Immigration and President Biden's SOTU 2024
On March 7, 2024, President Biden delivered his annual State of the Union Address before a joint session of Congress. I watched it in its entirety and it felt like more of a partisan reelection speech rather than a consensus-building, unifying message. He spoke on a host of issues and proposed a wide array of solutions as he laid out his agenda in the last few years of his present administration.
One of the areas that is omnipresent in this yearly exercise is our favorite subject; immigration. This is not surprising as we all know what is going on at the border, highlighted by the fact that these migrants are transported to the inner cities in the US which, without federal help, have exhausted local resources.
It does not help that two weeks prior, Laken Riley, a 22-year-old American Nursing student at Augusta
University in the state of Georgia was allegedly killed by an undocumented immigrant from Venezuela who was previously caught for illegally crossing the border but was later released. Her death has become a rallying cry for bipartisan immigration reform and in fact has a bill named after her which requires federal officials to detain migrants who commit burglary or theft and allow states to sue the federal government if the latter fails to enforce immigration laws.
In his speech, Mr. Biden showed a very careful approach by insisting that he could be tough on the issue while still being compassionate on the undocumented. He stressed the revival of a failed border bill that would have financed more security measures, hired more immigration judges and asylum officers and given him more authority while at the same time emphasizing that he does not demonize immigrants as poisoning the blood of the country, contrasting himself from the rhetoric and policies of the former president, Donald Trump.

■ Excerpted records ■
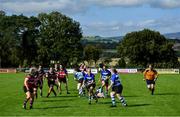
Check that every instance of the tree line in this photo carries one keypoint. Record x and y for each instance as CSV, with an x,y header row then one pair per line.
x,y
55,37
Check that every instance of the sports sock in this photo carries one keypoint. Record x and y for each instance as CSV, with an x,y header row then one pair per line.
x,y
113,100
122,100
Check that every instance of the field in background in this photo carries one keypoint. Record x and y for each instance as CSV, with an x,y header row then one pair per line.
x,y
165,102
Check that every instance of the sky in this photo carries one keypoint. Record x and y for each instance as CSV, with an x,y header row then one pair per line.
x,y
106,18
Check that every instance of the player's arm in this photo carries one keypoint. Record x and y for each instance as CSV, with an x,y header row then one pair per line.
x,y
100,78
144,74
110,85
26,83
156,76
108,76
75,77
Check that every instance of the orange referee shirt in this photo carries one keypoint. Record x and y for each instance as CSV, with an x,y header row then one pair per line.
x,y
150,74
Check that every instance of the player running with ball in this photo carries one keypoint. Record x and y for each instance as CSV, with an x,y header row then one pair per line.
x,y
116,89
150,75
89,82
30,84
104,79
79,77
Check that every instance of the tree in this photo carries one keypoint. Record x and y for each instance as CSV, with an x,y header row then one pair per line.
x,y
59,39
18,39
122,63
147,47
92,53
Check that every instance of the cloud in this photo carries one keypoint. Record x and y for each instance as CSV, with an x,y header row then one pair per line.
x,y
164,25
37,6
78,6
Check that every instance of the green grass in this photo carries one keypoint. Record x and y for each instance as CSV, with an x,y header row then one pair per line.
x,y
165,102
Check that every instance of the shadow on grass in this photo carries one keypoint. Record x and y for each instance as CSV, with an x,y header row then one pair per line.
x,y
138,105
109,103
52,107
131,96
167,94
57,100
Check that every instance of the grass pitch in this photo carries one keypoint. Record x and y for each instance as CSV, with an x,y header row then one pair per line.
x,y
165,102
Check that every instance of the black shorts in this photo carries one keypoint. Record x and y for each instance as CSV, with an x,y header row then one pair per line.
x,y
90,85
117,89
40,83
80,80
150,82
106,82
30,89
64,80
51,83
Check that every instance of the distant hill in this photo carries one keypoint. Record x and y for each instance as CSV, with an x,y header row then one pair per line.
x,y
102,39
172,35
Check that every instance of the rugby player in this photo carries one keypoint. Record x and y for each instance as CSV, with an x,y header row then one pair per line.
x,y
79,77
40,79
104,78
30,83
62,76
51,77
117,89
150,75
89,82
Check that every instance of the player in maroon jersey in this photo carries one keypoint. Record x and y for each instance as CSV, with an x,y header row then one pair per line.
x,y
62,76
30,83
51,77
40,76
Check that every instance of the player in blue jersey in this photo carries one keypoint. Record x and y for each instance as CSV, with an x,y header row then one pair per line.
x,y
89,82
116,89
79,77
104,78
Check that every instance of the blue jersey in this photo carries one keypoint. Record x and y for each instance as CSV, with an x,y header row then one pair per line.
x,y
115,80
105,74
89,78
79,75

==

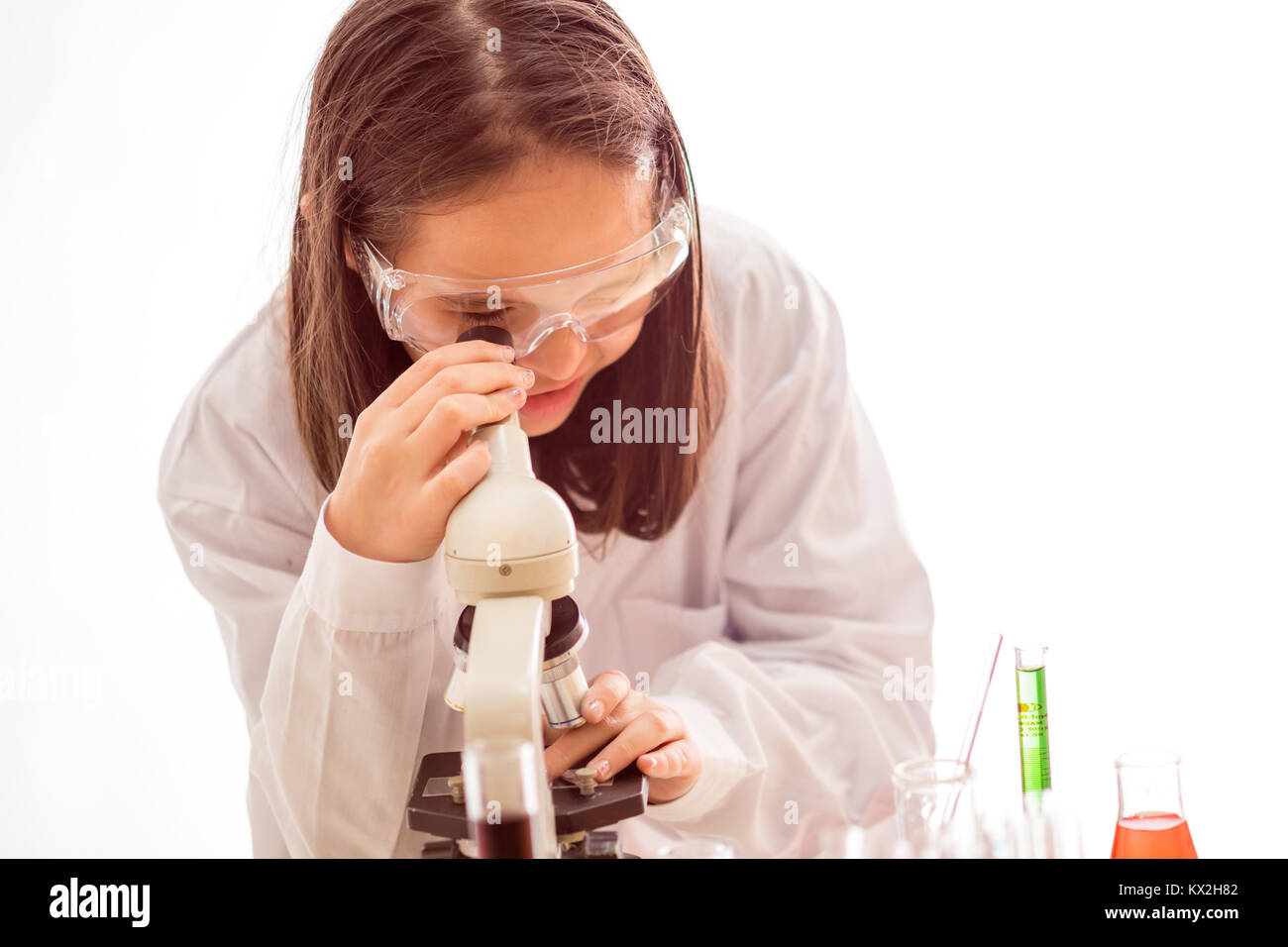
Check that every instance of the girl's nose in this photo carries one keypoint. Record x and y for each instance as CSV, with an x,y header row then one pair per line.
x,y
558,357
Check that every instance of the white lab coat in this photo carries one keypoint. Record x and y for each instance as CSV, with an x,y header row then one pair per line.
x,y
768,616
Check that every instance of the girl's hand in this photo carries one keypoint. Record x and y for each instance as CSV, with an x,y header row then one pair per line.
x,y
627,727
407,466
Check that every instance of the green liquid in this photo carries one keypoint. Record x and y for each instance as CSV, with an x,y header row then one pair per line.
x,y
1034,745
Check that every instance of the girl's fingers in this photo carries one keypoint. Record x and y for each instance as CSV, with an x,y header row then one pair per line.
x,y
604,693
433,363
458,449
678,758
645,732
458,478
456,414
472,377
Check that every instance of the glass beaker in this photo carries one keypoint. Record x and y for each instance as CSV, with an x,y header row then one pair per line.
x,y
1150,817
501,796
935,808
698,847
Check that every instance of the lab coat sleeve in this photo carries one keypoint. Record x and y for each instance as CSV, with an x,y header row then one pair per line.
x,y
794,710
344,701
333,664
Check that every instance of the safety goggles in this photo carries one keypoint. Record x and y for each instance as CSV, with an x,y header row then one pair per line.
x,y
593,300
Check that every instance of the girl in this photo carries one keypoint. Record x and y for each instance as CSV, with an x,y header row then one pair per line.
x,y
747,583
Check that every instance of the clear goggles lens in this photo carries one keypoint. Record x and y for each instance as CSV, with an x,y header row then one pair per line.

--

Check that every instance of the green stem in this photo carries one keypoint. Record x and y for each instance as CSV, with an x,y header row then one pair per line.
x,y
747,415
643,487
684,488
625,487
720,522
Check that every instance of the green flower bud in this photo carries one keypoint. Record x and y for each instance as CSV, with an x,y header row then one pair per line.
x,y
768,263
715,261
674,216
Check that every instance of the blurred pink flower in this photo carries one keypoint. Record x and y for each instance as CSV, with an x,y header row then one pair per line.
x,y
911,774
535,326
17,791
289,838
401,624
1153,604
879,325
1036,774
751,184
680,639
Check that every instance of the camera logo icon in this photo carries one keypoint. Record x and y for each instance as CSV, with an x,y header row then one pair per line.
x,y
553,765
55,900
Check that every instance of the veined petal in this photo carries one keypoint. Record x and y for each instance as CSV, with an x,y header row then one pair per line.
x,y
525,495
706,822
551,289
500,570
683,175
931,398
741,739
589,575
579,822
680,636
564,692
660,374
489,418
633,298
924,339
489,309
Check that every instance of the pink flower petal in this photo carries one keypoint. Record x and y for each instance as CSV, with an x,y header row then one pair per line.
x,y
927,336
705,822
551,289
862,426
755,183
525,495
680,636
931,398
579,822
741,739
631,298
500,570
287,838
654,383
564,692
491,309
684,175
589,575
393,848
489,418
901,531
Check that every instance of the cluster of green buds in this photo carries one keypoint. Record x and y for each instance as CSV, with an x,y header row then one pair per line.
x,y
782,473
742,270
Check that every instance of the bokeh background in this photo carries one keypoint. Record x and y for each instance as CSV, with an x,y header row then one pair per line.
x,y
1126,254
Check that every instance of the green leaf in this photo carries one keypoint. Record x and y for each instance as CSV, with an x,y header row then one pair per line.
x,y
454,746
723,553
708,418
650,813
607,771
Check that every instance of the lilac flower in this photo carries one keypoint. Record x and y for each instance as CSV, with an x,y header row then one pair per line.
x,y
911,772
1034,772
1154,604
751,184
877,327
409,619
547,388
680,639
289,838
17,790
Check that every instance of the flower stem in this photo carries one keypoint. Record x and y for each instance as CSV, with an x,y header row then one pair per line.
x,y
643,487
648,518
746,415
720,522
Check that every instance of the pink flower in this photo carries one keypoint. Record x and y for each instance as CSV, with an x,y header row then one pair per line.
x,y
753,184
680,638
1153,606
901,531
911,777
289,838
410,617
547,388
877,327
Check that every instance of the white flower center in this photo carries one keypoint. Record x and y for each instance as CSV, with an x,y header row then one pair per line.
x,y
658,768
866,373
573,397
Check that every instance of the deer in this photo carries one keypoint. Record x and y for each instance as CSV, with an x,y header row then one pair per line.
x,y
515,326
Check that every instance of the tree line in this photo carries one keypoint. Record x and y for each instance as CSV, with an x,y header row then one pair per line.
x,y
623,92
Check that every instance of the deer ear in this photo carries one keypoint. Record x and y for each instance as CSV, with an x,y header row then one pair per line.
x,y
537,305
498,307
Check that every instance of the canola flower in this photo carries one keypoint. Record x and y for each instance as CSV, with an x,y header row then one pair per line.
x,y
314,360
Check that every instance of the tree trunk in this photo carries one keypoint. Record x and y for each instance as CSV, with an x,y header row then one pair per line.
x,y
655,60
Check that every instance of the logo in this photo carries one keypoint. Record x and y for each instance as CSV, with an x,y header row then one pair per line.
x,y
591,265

■ Prompt 1 ■
Decide whether each statement agrees with the State of the Union commentary above, answering yes or no and quoting the deciding words: (a) The address was given on March 7, 2024, before a joint session of Congress. (b) The writer found the speech to be a consensus-building, unifying message. (c) The border bill Biden wanted revived would have hired more immigration judges and asylum officers.
■ Prompt 2 ■
Print the part of the State of the Union commentary starting at "One of the areas" and ending at "enforce immigration laws.".

■ Exercise response 1 ■
(a) Yes: "On March 7, 2024, President Biden delivered his annual State of the Union Address before a joint session of Congress."
(b) No: "it felt like more of a partisan reelection speech rather than a consensus-building, unifying message."
(c) Yes: "hired more immigration judges and asylum officers"

■ Exercise response 2 ■
One of the areas that is omnipresent in this yearly exercise is our favorite subject; immigration. This is not surprising as we all know what is going on at the border, highlighted by the fact that these migrants are transported to the inner cities in the US which, without federal help, have exhausted local resources.
It does not help that two weeks prior, Laken Riley, a 22-year-old American Nursing student at Augusta
University in the state of Georgia was allegedly killed by an undocumented immigrant from Venezuela who was previously caught for illegally crossing the border but was later released. Her death has become a rallying cry for bipartisan immigration reform and in fact has a bill named after her which requires federal officials to detain migrants who commit burglary or theft and allow states to sue the federal government if the latter fails to enforce immigration laws.